> **YOUR INSTRUCTIONS**
Return the listing below verbatim, starting at its first line and ending at the line containing "[[0, 110, 192, 305]]", with both of those lines included.

> **EXTRACTED DATA**
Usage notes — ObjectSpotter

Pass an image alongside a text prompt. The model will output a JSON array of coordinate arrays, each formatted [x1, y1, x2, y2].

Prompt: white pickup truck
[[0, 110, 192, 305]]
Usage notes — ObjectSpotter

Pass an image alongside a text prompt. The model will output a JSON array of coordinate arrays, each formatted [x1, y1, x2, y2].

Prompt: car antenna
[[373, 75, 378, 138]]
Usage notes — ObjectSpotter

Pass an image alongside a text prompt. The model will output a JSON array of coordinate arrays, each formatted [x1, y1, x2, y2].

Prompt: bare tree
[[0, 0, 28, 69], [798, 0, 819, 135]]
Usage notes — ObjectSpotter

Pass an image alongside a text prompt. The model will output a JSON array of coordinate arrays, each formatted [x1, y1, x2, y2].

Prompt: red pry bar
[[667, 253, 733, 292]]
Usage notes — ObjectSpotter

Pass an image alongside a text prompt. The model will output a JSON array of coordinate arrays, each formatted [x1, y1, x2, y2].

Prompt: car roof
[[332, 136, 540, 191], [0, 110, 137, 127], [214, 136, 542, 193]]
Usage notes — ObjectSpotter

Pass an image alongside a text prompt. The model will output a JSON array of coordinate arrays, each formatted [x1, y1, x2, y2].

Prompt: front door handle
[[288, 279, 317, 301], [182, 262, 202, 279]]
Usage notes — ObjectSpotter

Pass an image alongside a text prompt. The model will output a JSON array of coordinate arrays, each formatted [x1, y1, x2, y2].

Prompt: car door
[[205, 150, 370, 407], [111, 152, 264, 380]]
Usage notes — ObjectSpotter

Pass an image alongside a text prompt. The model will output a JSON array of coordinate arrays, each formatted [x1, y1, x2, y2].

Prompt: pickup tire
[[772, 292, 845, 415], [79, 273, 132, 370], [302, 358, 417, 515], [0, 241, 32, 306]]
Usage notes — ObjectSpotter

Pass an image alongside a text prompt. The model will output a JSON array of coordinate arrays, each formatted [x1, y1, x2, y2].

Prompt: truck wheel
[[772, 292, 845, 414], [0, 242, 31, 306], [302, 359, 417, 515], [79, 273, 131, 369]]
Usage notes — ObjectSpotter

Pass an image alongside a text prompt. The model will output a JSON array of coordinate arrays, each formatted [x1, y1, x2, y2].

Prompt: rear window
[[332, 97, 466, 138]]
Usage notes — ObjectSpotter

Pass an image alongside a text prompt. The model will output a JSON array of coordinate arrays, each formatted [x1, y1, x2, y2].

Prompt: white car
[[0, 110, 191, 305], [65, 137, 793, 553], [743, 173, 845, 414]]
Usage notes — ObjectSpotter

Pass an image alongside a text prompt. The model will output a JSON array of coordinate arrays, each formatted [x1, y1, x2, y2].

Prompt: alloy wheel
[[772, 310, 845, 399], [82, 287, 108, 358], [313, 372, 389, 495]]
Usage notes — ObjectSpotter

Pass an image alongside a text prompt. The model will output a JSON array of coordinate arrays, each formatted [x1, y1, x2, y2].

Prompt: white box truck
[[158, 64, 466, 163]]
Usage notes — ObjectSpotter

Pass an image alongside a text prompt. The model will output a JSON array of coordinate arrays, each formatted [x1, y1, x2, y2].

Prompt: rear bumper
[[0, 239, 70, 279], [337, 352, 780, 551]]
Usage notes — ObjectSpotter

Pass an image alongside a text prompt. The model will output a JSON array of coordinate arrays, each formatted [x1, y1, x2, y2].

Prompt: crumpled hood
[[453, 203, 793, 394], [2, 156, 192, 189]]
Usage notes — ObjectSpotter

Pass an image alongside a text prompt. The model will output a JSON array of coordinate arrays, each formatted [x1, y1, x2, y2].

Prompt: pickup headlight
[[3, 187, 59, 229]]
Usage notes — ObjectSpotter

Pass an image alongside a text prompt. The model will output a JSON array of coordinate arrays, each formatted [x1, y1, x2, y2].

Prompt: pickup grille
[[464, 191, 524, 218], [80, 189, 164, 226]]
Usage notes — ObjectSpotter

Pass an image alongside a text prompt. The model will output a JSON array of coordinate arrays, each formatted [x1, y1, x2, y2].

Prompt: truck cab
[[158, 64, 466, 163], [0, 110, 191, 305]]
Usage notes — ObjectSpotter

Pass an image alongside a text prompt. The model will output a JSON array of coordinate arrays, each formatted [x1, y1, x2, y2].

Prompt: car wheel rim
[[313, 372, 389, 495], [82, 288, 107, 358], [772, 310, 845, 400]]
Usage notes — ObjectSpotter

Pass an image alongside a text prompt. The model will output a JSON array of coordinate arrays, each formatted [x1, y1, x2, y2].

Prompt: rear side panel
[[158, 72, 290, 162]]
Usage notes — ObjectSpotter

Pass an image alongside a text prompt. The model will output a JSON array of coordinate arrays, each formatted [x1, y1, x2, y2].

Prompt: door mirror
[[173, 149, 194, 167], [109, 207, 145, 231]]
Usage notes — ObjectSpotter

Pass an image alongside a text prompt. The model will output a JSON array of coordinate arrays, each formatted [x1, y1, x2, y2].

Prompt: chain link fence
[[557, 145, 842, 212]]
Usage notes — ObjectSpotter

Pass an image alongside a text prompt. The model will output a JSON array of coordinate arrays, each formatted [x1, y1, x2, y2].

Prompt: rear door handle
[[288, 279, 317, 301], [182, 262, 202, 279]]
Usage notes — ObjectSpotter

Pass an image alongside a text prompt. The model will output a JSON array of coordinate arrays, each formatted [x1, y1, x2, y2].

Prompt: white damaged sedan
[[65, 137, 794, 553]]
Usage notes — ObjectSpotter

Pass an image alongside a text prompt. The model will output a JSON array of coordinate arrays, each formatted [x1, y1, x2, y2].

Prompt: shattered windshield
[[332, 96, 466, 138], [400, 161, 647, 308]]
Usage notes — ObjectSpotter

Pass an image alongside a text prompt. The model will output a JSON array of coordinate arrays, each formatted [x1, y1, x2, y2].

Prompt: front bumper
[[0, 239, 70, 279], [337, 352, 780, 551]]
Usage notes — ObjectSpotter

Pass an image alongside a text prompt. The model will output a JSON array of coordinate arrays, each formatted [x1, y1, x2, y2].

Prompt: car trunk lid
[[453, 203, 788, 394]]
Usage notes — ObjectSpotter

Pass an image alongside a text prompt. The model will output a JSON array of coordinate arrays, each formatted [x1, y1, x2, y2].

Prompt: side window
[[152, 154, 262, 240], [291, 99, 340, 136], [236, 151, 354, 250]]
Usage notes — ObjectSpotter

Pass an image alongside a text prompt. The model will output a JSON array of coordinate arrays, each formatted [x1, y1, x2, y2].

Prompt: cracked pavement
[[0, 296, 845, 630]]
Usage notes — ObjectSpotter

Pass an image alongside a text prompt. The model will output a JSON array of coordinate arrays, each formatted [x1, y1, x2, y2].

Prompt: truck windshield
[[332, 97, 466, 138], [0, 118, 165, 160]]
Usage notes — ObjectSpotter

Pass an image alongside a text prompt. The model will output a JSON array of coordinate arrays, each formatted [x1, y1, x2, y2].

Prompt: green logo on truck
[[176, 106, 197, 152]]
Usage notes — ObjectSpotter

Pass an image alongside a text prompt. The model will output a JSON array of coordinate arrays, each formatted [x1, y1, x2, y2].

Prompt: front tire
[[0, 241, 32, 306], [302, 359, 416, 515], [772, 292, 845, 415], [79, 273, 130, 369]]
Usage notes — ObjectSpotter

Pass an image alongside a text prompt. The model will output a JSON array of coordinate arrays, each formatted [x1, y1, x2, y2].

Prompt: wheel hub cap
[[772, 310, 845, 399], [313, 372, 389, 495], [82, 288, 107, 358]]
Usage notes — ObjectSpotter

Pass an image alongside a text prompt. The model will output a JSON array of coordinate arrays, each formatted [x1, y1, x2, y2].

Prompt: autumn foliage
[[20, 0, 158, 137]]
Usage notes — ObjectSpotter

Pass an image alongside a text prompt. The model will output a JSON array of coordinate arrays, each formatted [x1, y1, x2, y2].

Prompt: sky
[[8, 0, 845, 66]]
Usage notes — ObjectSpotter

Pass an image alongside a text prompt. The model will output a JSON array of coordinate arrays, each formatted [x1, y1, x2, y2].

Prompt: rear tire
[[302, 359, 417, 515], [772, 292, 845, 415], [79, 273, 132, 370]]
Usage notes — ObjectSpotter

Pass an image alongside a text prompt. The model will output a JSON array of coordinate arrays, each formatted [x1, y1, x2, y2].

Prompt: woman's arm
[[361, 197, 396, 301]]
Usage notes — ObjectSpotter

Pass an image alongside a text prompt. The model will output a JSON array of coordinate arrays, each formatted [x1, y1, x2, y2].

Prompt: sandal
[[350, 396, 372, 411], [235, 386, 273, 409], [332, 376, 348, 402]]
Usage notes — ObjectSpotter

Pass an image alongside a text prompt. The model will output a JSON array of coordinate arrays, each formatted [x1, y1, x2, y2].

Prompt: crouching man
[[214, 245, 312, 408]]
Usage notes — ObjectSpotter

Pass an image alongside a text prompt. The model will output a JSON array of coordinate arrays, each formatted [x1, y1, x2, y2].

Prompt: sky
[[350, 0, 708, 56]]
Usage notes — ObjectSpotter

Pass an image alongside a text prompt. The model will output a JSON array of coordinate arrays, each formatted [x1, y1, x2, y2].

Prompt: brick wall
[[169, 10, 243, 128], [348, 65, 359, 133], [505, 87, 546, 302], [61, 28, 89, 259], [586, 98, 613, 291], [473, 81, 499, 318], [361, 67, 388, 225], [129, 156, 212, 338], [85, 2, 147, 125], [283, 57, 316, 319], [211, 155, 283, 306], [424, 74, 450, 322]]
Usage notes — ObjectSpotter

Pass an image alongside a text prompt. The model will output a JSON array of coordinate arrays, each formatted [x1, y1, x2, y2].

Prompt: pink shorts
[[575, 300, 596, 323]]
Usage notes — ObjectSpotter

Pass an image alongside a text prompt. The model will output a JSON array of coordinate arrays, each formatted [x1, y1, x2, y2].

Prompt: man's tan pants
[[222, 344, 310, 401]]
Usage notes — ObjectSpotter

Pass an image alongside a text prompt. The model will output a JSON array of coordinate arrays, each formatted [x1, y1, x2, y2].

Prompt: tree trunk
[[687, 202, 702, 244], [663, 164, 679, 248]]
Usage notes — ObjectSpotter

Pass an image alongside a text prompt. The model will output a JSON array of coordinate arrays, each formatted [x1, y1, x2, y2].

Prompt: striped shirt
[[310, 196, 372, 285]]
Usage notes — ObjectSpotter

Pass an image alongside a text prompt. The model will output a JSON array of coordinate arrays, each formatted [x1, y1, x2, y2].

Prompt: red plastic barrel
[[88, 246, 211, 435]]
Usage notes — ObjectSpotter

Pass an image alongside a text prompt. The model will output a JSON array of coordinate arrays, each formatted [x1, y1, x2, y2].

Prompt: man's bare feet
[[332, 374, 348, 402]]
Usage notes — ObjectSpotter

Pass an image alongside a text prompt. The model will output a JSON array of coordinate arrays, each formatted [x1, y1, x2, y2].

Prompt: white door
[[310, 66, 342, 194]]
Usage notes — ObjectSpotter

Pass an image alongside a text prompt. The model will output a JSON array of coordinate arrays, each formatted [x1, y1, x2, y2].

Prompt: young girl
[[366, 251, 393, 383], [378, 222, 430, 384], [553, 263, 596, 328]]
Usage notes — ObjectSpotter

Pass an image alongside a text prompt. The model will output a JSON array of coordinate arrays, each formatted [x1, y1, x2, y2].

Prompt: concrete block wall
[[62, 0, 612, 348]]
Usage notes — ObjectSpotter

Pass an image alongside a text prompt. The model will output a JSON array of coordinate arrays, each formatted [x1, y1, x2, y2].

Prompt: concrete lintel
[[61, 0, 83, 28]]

> **RESPONSE FOR THIS EXERCISE**
Usage notes — ObjectSpotter

Pass an image alongside a text prompt. The model will output a JSON array of coordinate arrays, each formatted [x1, y1, x2, y2].

Prompt: white pickup truck
[[0, 110, 192, 305]]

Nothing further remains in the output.